Unless otherwise noted, you will need one of each item per group of students.

• Earth globes
• Moon spheres (Styrofoam balls or other balls to represent the Moon)
• moonrise and moonset data
• blank POM charts (one per student)

This material can be completed in one class period.

Begin by asking students to take about 10 minutes to complete the Moon phenomena pretest. After you have collected the pretests, you can discuss their answers to questions 7 and 8:

Many students have noticed that the Moon rises and sets due to their own daily Moon observations – but others will be unfamiliar with this phenomenon. Ask students whether they think the Moon rises and sets. Allow the students to talk with one another as a class and offer evidence from their own observations about this phenomenon. Once there is consensus about the fact that the Moon rises and sets, give each student group a copy of the Moon rise and set time data and ask them to find a pattern. After a few minutes, ask students to share their ideas about patterns in the Moon rise and set data.

Next, ask students (in their groups) to use globes, balls, their bodies, etc. to determine which celestial bodies and motions result in the phenomenon of Moon rise and set. They will need to explain several aspects of this phenomenon:

• Why does the Moon rise and set daily?
• In what direction does the Moon appear to rise and set and why?
• Why does the Moon rise approximately one hour later each day?

*What is needed:*
Restate the passage of the Moon rise and set lesson starting at "Begin by asking" and ending at "and set data.", switching "consensus" to "agreement".

*Data for review:*

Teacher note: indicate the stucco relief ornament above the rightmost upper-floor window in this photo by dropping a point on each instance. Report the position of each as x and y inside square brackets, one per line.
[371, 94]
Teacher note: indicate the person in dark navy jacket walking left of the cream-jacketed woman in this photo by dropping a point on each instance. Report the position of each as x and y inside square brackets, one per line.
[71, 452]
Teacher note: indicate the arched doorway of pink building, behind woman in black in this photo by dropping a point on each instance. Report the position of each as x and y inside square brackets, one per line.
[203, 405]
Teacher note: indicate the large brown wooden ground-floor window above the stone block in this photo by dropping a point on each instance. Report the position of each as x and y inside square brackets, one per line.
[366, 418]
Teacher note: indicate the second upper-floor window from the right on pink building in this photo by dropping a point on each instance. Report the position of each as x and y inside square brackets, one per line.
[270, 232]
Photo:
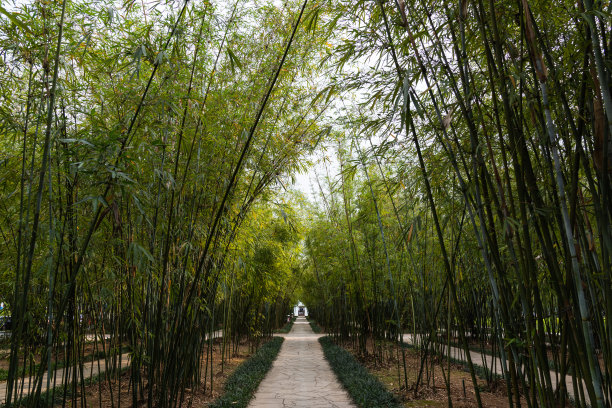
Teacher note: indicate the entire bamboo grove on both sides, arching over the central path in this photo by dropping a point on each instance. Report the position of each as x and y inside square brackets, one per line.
[147, 148]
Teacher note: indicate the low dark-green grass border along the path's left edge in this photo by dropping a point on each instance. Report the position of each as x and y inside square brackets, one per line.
[242, 383]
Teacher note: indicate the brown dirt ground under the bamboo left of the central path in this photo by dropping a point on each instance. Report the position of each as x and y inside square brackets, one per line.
[106, 395]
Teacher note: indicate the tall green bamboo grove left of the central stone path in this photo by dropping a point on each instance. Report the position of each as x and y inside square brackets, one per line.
[142, 146]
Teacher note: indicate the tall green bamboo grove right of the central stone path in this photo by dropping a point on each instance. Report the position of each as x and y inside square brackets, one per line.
[472, 197]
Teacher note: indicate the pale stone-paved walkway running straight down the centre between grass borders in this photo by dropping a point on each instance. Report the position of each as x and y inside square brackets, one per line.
[300, 376]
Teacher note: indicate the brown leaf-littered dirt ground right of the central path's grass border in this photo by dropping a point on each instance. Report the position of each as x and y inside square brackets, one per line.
[432, 391]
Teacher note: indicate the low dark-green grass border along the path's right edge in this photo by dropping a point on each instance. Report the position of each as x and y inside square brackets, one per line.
[365, 389]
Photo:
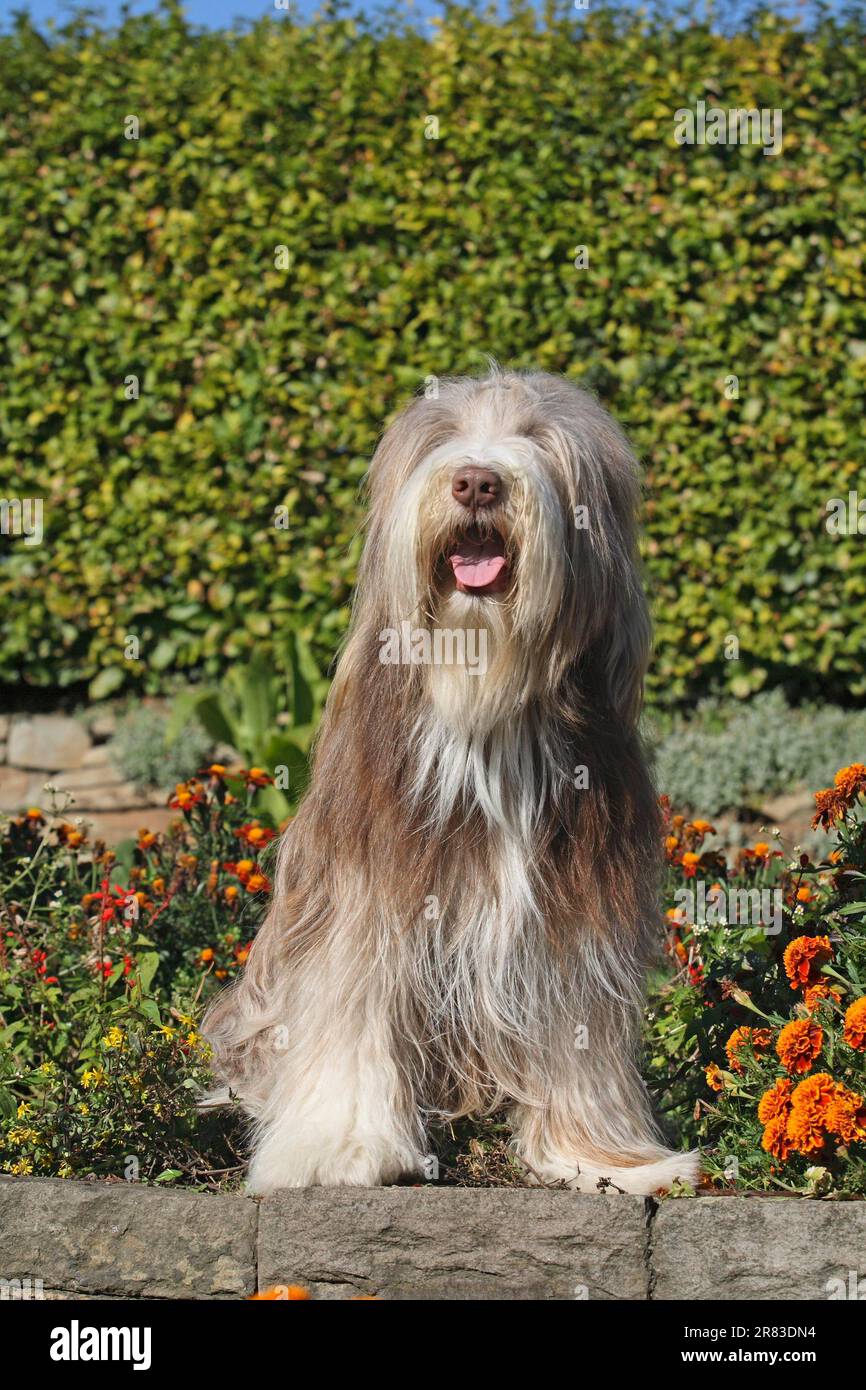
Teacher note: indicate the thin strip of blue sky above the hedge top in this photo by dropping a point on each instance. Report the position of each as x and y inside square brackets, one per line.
[222, 13]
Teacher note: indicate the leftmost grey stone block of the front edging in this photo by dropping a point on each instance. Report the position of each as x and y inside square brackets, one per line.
[127, 1241]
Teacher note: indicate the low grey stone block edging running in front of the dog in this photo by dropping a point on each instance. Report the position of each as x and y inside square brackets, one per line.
[109, 1241]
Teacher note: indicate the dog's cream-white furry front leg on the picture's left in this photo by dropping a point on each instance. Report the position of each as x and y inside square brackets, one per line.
[340, 1110]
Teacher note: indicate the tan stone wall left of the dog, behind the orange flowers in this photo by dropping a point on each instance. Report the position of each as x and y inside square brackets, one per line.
[73, 757]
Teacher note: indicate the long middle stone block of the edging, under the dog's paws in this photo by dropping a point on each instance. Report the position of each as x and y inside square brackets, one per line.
[415, 1243]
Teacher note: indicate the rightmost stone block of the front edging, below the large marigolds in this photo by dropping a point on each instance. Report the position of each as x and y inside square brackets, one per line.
[754, 1248]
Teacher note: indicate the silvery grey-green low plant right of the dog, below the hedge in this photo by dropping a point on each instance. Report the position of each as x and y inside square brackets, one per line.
[733, 757]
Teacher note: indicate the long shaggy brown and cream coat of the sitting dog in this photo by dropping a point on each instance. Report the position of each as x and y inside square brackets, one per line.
[458, 924]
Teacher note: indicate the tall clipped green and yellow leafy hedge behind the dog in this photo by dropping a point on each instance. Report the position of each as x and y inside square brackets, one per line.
[415, 258]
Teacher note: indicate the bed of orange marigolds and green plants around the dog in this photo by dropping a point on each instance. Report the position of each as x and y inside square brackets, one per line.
[755, 1035]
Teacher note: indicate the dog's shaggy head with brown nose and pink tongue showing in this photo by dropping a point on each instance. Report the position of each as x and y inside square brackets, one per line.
[509, 505]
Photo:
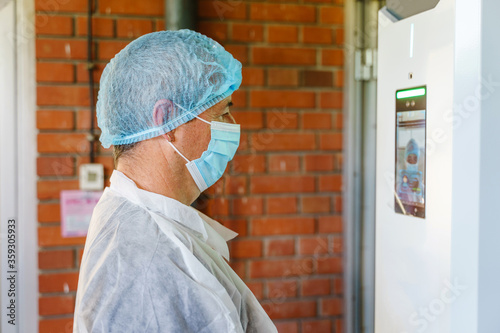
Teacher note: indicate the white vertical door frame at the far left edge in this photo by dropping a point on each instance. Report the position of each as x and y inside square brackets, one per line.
[18, 150]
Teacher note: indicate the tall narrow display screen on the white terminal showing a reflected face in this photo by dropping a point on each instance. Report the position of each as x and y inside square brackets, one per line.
[410, 151]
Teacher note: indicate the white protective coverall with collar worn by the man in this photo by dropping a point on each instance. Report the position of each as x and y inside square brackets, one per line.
[153, 264]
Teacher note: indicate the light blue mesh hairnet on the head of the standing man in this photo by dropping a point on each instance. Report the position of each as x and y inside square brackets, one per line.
[185, 67]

*Completed exercise:*
Begin by asking students to take about 10 minutes to complete the Moon phenomena pretest. After you have collected the pretests, you can discuss their answers to questions 7 and 8:

Many students have noticed that the Moon rises and sets due to their own daily Moon observations – but others will be unfamiliar with this phenomenon. Ask students whether they think the Moon rises and sets. Allow the students to talk with one another as a class and offer evidence from their own observations about this phenomenon. Once there is agreement about the fact that the Moon rises and sets, give each student group a copy of the Moon rise and set time data and ask them to find a pattern. After a few minutes, ask students to share their ideas about patterns in the Moon rise and set data.